Vande Velde, Danielson und Zabriskie stehen derzeit alle beim Team Garmin unter Vertrag. Sie betonten unisono, seit dem Wechsel zum Team von Jonathan Vaughters sauber zu sein. Vaughters ist ebenfalls ein ehemaliger Teamkollegen von Armstrong und in seiner Funktion als Teamchef seit Jahren ein lautstarker Fürsprecher im Anti-Doping-Kampf. Wie der US-Rennstall bekräftigte auch Leipheimers Arbeitgeber Omega Pharma-Quick Step, einen strengen Anti-Doping-Kurs zu verfolgen. Der US-Profi hat seinerseits Doping von 2000 bis 2007 gestanden.

*Ziel der Übung*
Bitte nennen Sie das Team, bei dem Vande Velde, Danielson und Zabriskie laut Lesetext derzeit unter Vertrag stehen. Die Datensätze stammen aus einer anderen Quelle als der Lesetext.

*Datenauszüge*
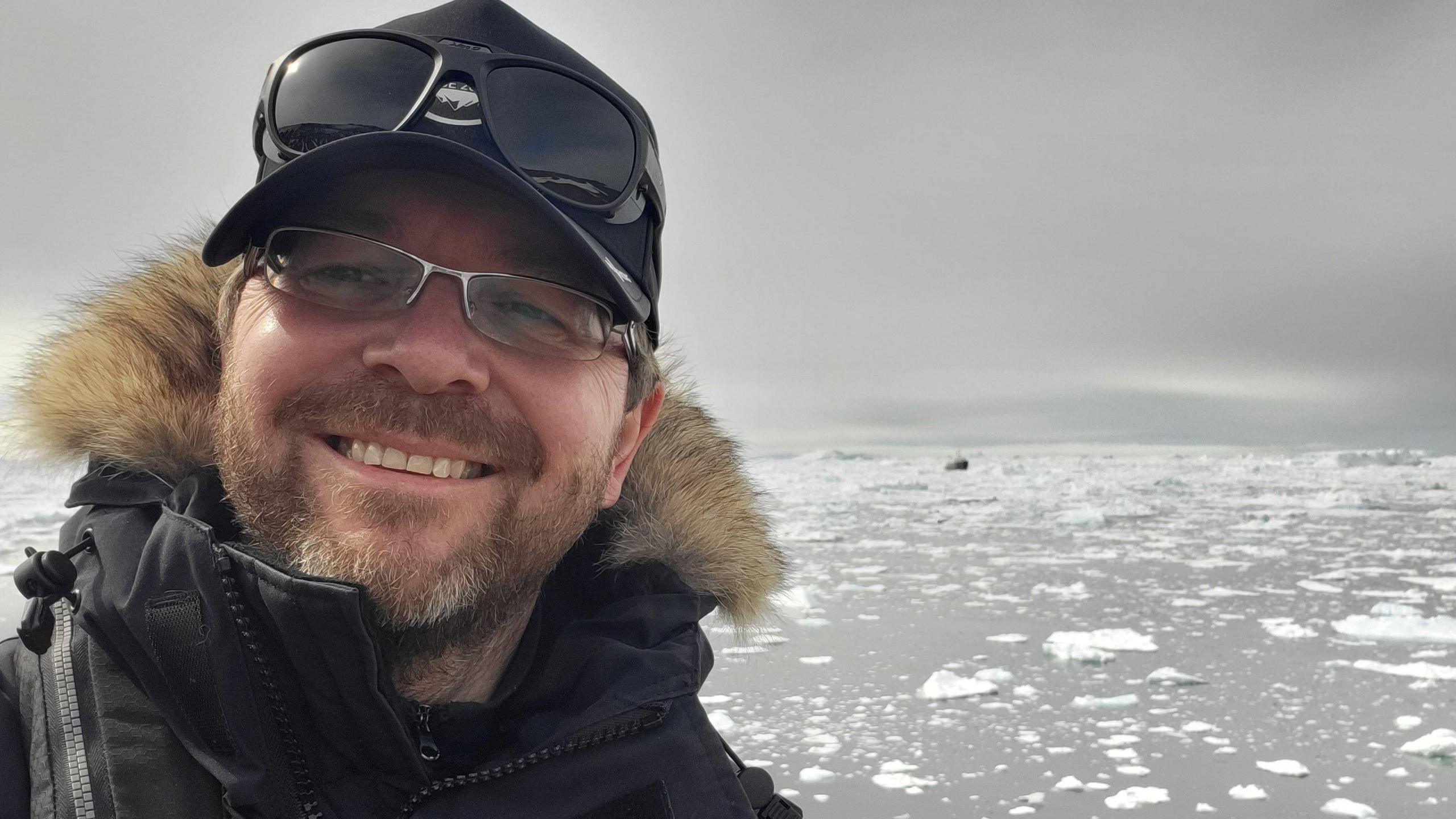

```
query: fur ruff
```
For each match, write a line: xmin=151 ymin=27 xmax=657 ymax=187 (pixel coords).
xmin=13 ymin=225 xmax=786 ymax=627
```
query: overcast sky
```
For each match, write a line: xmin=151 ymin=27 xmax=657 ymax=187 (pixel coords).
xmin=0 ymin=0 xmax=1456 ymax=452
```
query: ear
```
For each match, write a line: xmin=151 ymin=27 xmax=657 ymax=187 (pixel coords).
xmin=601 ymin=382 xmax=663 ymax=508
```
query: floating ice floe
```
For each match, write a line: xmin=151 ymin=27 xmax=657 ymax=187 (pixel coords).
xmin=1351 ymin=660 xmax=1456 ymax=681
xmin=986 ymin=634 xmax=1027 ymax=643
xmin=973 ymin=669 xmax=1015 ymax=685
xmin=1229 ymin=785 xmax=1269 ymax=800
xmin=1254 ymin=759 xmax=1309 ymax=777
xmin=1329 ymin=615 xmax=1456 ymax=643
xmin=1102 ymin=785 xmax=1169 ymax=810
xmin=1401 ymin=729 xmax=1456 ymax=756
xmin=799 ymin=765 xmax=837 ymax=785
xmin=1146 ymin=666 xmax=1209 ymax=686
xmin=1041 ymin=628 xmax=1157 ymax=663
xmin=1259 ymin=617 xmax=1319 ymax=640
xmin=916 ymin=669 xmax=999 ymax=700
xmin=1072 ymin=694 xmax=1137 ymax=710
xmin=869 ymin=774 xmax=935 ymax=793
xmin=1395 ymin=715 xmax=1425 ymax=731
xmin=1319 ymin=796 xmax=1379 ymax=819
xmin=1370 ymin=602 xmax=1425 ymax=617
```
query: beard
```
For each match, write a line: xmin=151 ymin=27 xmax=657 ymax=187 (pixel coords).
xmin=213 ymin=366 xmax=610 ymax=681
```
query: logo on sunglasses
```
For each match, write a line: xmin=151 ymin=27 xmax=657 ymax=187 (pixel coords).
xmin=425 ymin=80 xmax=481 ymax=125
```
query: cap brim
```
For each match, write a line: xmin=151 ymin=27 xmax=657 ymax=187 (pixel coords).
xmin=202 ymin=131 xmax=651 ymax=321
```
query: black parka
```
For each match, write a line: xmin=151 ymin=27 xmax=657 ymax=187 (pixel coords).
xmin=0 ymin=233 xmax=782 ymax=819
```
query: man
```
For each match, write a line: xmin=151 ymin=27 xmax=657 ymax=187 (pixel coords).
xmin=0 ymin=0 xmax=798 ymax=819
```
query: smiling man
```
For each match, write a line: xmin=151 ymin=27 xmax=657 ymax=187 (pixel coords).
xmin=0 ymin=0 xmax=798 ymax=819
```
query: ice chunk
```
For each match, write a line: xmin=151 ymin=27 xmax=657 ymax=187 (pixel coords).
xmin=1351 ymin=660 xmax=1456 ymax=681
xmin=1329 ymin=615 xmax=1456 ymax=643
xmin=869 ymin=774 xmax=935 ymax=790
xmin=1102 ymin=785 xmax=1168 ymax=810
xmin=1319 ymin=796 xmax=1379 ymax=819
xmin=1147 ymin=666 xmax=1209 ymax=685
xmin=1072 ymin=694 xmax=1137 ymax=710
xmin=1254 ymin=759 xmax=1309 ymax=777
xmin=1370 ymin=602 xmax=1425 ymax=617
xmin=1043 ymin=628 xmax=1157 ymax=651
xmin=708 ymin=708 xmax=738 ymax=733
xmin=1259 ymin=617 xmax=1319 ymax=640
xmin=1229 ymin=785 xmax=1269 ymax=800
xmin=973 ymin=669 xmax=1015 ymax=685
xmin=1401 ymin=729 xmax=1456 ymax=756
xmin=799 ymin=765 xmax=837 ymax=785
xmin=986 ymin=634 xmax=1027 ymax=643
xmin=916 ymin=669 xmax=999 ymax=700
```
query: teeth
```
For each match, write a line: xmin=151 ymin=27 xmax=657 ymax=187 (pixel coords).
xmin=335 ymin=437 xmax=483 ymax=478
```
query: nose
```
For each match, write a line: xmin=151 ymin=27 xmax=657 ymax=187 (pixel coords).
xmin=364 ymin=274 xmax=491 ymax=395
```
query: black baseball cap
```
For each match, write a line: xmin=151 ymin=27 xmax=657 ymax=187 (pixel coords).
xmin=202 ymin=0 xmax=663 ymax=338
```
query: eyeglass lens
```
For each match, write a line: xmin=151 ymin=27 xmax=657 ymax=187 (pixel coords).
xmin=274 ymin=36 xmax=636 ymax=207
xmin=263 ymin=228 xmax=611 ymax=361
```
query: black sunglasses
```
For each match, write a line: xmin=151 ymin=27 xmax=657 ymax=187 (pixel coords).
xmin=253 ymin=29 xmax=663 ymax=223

*Antwort zur Aufgabe*
Beim Team Garmin.